- [Work required]: Extract the passage of the Neale Mahoney biography from "Neale Mahoney (born" to "for Economic Policy.", copying it word for word.

- [Document section]:
■ ■ ■ ■ ■ ■ ■

- Born: 1982 (age 43–44)

Academic background
- Alma mater: Brown University; Stanford University;
- Doctoral advisors: Jonathan Levin, Liran Einav, Caroline Hoxby

Academic work
- Discipline: Public finance, industrial organization, health economics
- Institutions: Stanford University
- Awards: ASHEcon Medal; Sloan Research Fellowship; Eric Zitzewitz Award;

= Neale Mahoney =

Applied microeconomist

Neale Mahoney (born 1982) is a professor of economics at Stanford University, California, United States, and the inaugural George P. Shultz Fellow at the Stanford Institute for Economic Policy Research. He is also a Research Associate at the National Bureau of Economic Research. In 2022-2023, Mahoney served in the Biden Administration's National Economic Council as a Special Policy Advisor for Economic Policy.

== Education ==
Mahoney earned a Bachelor of Science from Brown University in applied mathematics-economics in 2005, where he received the Samuel C. Lamport Prize for the best undergraduate thesis in economics. He completed a Master of Arts and Ph.D. in economics at Stanford University in 2011, where he was a George P. Shultz Scholar and Ric Weiland Fellow.

■ ■ ■ ■ ■ ■ ■

Data items
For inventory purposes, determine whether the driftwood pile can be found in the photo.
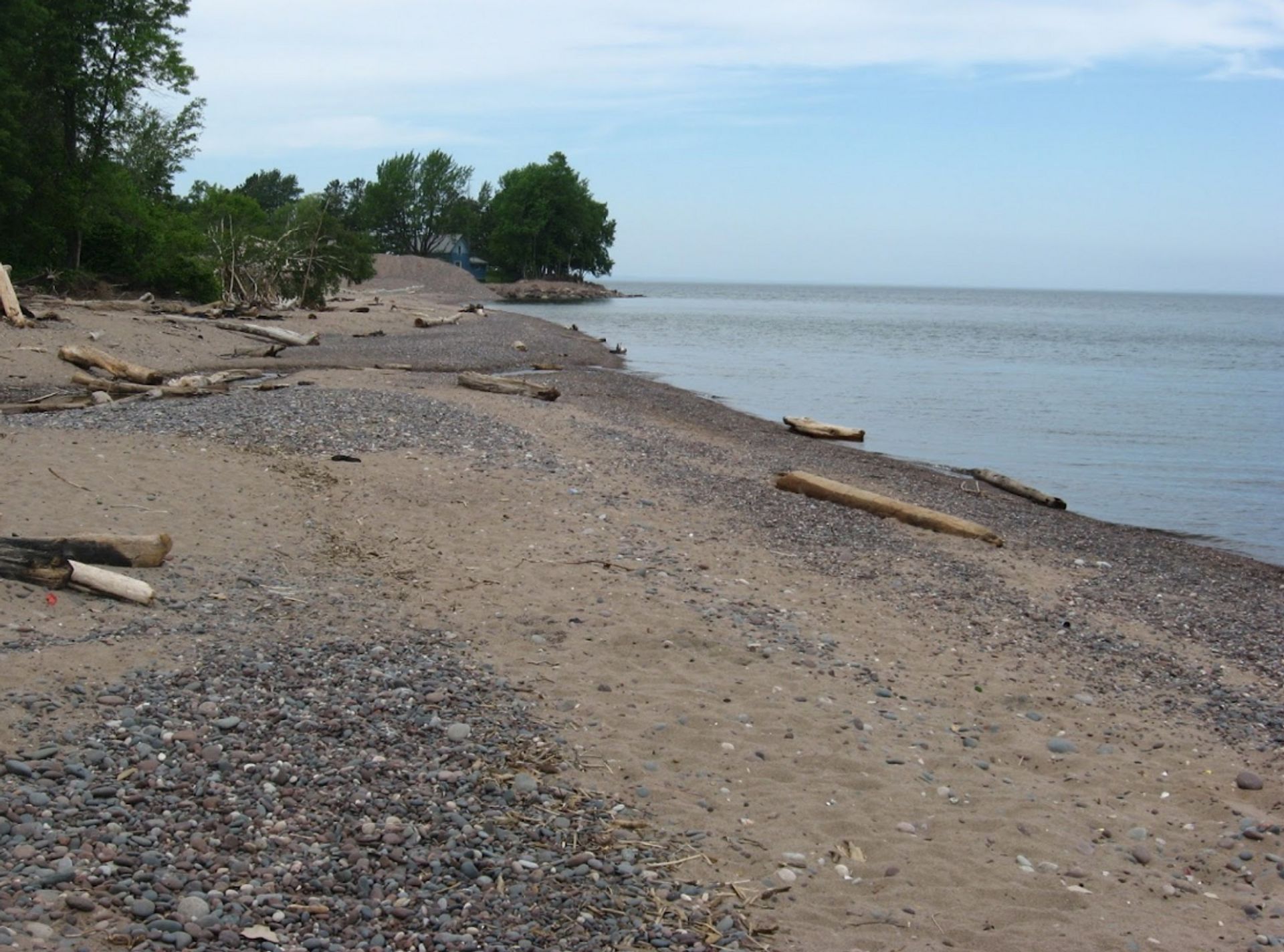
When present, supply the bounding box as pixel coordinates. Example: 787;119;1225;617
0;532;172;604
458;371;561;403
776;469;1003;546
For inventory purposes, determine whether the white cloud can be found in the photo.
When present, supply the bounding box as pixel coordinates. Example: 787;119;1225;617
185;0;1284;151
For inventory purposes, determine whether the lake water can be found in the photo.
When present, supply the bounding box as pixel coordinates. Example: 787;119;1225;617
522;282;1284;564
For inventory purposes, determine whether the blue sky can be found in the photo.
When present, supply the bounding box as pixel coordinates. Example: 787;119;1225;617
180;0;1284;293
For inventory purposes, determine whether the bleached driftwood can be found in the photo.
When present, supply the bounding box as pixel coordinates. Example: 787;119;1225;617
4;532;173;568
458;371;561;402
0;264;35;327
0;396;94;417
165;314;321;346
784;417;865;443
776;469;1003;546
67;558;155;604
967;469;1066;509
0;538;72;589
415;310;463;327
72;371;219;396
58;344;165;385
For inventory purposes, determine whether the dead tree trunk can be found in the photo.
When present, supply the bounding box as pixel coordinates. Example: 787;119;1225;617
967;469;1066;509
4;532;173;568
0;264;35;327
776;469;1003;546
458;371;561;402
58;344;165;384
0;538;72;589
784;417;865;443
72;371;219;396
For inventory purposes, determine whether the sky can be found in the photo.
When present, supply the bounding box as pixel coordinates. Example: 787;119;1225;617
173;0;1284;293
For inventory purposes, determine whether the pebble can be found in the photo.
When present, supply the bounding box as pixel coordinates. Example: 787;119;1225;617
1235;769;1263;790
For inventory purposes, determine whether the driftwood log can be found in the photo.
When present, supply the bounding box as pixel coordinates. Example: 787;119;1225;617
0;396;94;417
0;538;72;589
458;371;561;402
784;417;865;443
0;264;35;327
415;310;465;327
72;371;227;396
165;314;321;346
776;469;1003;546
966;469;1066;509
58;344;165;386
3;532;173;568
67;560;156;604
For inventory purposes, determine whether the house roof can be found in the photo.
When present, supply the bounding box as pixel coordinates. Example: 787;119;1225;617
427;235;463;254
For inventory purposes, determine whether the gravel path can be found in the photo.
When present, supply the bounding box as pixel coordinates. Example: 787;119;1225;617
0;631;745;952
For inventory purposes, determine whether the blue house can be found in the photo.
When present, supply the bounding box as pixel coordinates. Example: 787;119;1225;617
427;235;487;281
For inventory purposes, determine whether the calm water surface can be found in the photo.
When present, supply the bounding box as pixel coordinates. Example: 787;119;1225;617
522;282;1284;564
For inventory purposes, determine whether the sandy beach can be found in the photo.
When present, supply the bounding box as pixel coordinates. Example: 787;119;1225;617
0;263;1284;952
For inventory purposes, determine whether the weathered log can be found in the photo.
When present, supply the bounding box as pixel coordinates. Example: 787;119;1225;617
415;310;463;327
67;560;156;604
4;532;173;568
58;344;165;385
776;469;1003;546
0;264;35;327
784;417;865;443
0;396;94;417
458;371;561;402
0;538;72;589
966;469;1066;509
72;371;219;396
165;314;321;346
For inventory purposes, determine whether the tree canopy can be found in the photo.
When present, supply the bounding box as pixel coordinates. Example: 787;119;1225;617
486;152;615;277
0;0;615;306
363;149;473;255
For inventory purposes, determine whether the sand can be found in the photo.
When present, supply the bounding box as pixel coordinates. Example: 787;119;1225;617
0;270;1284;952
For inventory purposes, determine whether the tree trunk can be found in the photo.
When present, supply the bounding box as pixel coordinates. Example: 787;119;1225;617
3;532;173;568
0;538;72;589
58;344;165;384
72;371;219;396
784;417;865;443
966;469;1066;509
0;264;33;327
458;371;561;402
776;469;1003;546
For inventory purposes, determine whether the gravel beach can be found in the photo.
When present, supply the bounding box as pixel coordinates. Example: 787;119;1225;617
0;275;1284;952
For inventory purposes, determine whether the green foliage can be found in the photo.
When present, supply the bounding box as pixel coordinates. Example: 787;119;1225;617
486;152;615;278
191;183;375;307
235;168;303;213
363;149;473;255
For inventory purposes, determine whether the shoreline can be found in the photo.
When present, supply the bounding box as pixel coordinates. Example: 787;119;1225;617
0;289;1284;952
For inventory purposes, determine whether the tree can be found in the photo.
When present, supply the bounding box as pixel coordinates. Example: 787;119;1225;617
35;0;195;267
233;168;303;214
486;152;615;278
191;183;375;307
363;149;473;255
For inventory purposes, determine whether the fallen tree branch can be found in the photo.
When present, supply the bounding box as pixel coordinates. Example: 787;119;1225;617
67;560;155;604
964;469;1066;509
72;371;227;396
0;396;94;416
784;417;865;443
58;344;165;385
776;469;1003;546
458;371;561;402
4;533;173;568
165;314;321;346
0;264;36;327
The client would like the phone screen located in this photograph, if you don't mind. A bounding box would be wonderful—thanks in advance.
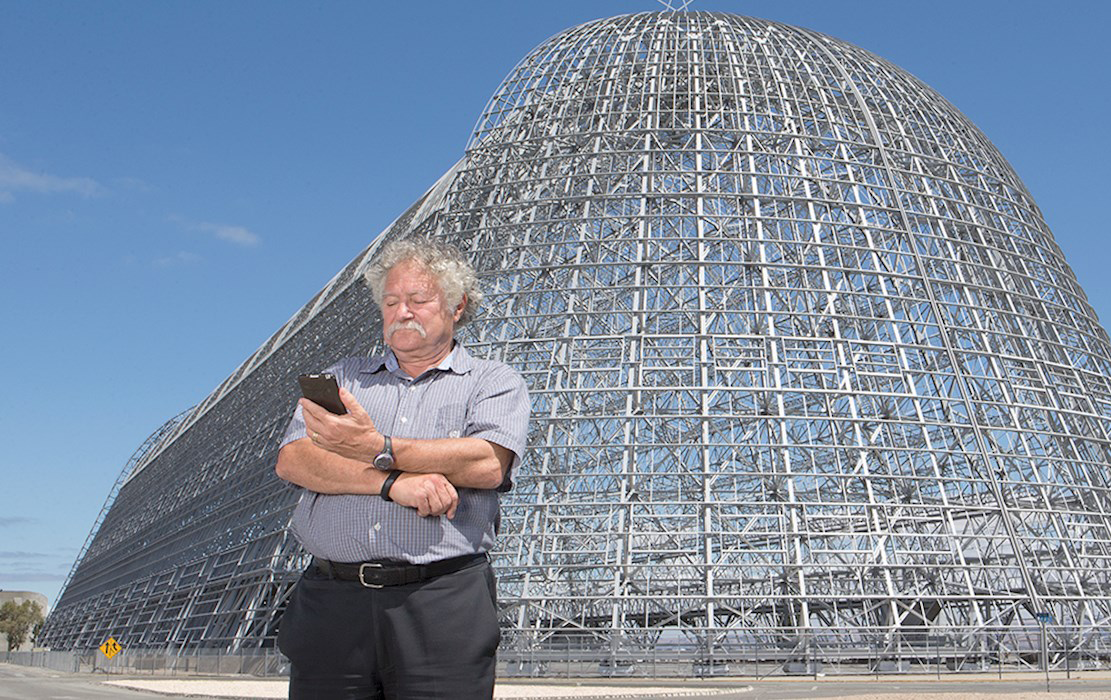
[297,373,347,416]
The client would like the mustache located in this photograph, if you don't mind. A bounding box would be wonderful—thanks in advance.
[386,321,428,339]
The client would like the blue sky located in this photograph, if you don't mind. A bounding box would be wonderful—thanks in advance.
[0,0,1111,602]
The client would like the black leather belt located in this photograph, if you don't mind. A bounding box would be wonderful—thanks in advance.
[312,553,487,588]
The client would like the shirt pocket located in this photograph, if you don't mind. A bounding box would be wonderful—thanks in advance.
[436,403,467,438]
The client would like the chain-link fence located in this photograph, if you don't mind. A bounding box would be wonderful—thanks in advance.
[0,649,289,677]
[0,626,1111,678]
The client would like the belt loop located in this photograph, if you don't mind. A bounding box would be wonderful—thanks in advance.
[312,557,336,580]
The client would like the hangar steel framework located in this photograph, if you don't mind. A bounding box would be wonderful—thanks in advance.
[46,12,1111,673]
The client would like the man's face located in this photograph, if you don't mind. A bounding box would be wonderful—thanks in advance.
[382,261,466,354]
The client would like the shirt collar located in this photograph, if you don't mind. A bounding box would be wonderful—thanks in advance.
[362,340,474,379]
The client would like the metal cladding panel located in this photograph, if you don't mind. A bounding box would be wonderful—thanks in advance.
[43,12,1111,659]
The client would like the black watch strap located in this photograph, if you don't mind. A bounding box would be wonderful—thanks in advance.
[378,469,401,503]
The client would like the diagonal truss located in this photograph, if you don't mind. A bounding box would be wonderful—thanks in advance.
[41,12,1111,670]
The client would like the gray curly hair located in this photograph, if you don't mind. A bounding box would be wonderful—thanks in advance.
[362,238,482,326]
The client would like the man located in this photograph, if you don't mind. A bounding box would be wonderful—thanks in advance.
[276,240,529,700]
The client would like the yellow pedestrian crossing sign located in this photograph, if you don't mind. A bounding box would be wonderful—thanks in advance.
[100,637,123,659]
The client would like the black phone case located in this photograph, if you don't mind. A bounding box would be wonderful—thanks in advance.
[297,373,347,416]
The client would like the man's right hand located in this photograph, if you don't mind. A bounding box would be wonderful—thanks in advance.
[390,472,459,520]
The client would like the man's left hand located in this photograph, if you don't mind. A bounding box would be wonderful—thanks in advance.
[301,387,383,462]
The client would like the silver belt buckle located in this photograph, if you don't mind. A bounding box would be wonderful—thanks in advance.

■ ■ ■ ■ ■ ■ ■

- [Output for this exercise]:
Neale Mahoney (born 1982) is a professor of economics at Stanford University, California, United States, and the inaugural George P. Shultz Fellow at the Stanford Institute for Economic Policy Research. He is also a Research Associate at the National Bureau of Economic Research. In 2022-2023, Mahoney served in the Biden Administration's National Economic Council as a Special Policy Advisor for Economic Policy.